→ REQUIRED TASK
Rewrite the records below from the beginning through the line containing "top-left (0, 2), bottom-right (600, 253)", replacing "Integer pixel coords" with "Whole-number pixel coordinates" and keeping everything else the same. Leave the pictures out of your answer.

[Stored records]
——————————

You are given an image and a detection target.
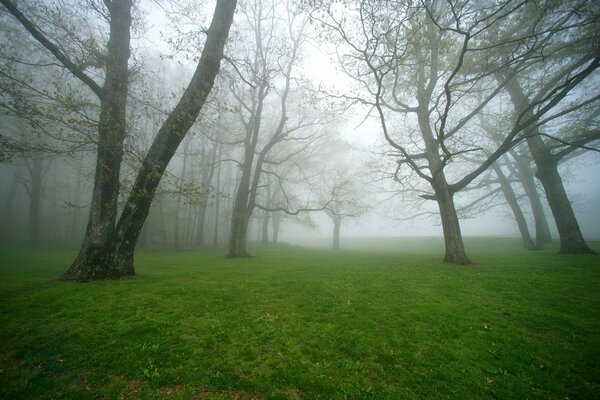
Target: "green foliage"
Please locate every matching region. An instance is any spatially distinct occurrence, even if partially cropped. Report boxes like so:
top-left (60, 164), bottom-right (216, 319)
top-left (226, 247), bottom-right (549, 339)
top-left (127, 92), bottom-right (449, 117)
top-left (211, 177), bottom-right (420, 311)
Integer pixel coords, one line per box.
top-left (0, 238), bottom-right (600, 400)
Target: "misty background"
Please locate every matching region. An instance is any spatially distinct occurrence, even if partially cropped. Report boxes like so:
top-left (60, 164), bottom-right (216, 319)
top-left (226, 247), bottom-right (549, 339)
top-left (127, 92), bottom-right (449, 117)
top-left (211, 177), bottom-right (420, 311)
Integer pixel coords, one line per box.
top-left (0, 2), bottom-right (600, 253)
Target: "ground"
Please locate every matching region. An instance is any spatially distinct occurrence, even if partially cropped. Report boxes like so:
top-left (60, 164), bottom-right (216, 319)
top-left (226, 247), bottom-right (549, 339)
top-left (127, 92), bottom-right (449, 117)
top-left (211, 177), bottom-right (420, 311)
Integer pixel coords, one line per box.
top-left (0, 238), bottom-right (600, 400)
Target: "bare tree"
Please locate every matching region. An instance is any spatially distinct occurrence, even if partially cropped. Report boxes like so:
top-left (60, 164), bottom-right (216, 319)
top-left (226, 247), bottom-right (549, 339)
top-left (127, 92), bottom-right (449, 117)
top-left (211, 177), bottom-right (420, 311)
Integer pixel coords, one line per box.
top-left (316, 0), bottom-right (600, 264)
top-left (228, 0), bottom-right (330, 257)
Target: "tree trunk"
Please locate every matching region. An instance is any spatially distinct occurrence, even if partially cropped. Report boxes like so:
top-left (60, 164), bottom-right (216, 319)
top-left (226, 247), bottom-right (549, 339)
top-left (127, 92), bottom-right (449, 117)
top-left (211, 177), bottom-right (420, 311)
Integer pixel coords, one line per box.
top-left (510, 151), bottom-right (552, 250)
top-left (271, 213), bottom-right (281, 245)
top-left (62, 0), bottom-right (132, 280)
top-left (173, 140), bottom-right (190, 249)
top-left (536, 158), bottom-right (595, 254)
top-left (27, 158), bottom-right (44, 246)
top-left (331, 215), bottom-right (342, 250)
top-left (434, 177), bottom-right (471, 265)
top-left (492, 163), bottom-right (537, 250)
top-left (61, 0), bottom-right (236, 280)
top-left (196, 143), bottom-right (218, 247)
top-left (261, 211), bottom-right (271, 246)
top-left (1, 176), bottom-right (19, 243)
top-left (507, 79), bottom-right (594, 253)
top-left (213, 153), bottom-right (221, 247)
top-left (227, 207), bottom-right (250, 258)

——————————

→ OUTPUT FOR THIS EXERCISE
You are given an image and a detection target.
Target: "green foliage"
Please locate every matching region. An instance is any spatially distinct occurrence, even if partially cropped. Report boxes like so:
top-left (60, 164), bottom-right (216, 319)
top-left (226, 247), bottom-right (549, 339)
top-left (127, 92), bottom-right (449, 117)
top-left (211, 177), bottom-right (420, 311)
Whole-number pixel coordinates, one line per box.
top-left (0, 238), bottom-right (600, 400)
Target: "misty background"
Please locate every matching region. An instance is any spatially distinct occurrence, even if partially cropped. Report boxes like so:
top-left (60, 164), bottom-right (216, 319)
top-left (226, 247), bottom-right (549, 339)
top-left (127, 92), bottom-right (449, 117)
top-left (211, 177), bottom-right (420, 311)
Whole-number pixel coordinates, one line per box.
top-left (0, 2), bottom-right (600, 253)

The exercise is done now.